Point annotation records
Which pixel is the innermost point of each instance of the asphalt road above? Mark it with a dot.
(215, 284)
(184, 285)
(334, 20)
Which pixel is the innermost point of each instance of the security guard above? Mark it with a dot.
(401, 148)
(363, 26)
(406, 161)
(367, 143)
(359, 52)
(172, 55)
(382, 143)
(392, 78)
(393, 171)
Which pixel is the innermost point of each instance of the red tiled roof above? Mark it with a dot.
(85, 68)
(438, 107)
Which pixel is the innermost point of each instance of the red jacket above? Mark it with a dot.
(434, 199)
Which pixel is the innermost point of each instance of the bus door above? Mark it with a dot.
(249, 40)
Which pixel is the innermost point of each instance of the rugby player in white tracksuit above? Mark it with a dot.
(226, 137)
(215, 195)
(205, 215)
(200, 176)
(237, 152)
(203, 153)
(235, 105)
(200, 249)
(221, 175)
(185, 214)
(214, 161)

==

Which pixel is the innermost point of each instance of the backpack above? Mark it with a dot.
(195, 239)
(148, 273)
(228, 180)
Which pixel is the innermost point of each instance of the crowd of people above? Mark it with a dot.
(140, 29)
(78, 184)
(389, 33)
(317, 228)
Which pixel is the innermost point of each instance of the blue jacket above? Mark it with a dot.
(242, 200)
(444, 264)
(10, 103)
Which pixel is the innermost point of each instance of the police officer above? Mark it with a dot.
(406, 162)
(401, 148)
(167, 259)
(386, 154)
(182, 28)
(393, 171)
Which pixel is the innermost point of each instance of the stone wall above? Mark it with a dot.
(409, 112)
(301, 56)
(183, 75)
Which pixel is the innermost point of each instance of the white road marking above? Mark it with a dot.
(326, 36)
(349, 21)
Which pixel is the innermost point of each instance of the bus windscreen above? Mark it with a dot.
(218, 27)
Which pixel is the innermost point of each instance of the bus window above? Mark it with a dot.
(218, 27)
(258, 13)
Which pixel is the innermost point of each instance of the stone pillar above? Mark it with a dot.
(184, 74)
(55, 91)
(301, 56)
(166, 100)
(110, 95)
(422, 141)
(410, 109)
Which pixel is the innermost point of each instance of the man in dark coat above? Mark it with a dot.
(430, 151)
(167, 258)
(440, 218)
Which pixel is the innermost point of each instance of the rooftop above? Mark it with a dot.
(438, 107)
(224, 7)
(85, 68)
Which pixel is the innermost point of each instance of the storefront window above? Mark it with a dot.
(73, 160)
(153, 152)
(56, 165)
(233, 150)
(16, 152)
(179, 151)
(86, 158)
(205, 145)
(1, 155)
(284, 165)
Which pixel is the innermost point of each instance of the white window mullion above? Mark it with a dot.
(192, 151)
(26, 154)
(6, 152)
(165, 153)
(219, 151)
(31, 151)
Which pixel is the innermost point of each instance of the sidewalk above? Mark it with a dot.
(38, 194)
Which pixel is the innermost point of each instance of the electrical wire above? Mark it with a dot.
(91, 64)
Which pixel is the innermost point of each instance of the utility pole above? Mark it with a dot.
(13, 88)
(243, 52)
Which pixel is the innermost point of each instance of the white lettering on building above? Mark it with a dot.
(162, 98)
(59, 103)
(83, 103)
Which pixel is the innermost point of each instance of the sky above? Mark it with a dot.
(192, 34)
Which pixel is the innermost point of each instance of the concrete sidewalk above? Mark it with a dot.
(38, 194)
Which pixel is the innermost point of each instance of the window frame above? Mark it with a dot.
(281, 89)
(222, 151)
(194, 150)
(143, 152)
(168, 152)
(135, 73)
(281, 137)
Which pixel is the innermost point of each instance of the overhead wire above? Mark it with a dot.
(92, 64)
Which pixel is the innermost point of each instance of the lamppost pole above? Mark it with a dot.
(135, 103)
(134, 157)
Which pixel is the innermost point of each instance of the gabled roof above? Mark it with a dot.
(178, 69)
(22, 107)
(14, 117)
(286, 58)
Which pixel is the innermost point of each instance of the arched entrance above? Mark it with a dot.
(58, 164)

## [Stated problem]
Collect each line of the material above that contains the string "sidewalk", and copy every one of them out in full.

## [The reply]
Which pixel is the innermost point of each instance of the sidewalk above? Mark it with a dot.
Which pixel is the innermost point of each instance of the concrete sidewalk above? Mark it with a dot.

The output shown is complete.